DIRECTIONS FOR THIS TASK
Copy every record below, exactly as written.

RECORDS FOR THE TASK
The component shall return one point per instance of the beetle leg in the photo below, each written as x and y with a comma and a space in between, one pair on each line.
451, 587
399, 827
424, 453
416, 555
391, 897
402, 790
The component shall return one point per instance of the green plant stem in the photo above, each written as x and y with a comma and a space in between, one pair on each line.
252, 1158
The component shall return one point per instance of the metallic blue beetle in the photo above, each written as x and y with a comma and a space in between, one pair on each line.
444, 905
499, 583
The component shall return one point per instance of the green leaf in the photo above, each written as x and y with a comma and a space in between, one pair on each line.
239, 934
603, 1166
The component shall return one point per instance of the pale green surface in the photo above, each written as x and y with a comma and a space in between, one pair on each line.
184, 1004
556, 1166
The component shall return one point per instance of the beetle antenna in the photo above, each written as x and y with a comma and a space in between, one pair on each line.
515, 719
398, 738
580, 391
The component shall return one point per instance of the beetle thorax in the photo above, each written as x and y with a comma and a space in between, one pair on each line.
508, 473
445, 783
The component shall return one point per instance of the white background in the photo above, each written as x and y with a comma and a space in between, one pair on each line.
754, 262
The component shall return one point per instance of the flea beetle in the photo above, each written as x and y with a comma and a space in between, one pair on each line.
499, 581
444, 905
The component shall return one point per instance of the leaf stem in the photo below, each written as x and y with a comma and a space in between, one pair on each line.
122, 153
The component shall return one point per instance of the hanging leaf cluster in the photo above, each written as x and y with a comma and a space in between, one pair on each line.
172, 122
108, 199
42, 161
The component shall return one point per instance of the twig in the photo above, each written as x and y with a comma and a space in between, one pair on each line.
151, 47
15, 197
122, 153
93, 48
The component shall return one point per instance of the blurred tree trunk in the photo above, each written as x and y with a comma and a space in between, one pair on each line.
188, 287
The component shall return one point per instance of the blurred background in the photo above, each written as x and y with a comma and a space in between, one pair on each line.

OUTPUT FOR THIS TASK
The component shall return one point per instance of the beetle leg in the photo below, each written as x and y with a comma and a space in between, one pair on each line.
451, 587
399, 827
424, 453
416, 555
391, 897
402, 790
The component shall return one point per instance of the green plant stem in the photo above, each written as x and y with a comma and a space in between, one pair on each line.
252, 1158
The component shall return one point per instance of the metallic blue beetle in the photo above, each written as x and y with a comma and a space in between, one pair on each line.
444, 905
499, 583
The component shall return one point per instance of the green leaf in the photo above, each written as x and y with a comma and a space in between, one pair on each line.
239, 934
603, 1166
The component shall return one point per instance of the pale green surface in the photo above, each written as x and y with a comma and a space in between, one pair on each line.
184, 1004
556, 1166
The component shall return one point per instance of the beetle antenna in the photo above, each written as x and y with a comma and a space in between, one pair on each line.
515, 719
398, 738
580, 391
The component shall return one point per instance of the beetle thorax in the photo above, each written as x and y with a comma and a space in between, one pair on each line.
508, 473
445, 783
The component shall return one point per instance of the white background in the photo above, each written as x and y with a comma and a space in between, one pair on each line.
754, 262
The component shall return one point per instance of the flea beetle in the photo above, each written as x and y with a comma and a space in between, one pair on each line.
499, 581
444, 905
The component shall return one point per instance of the leaf stem in the photo below, each written as x and y with a comma and a space in between, one pair on each line.
122, 153
The component shall return one point per instance of the hanging leaf cluster in the photo above, each written as x and y with a comma and a space in between, one pair on each line.
172, 122
108, 199
42, 161
The component shall return one point per instance of the twig in the photo above, each written as x and y with a comma and a space in between, one pair on each line.
151, 47
15, 197
122, 153
93, 48
The component shall return one point per instance of the blurred tree trunk in the photo above, each written as x and y with a comma and a space in between, one pair on each line.
188, 287
The component shall return one point per instance of the blurred background in the photo above, each written as x and y with a comma and a space in between, one pair on each line.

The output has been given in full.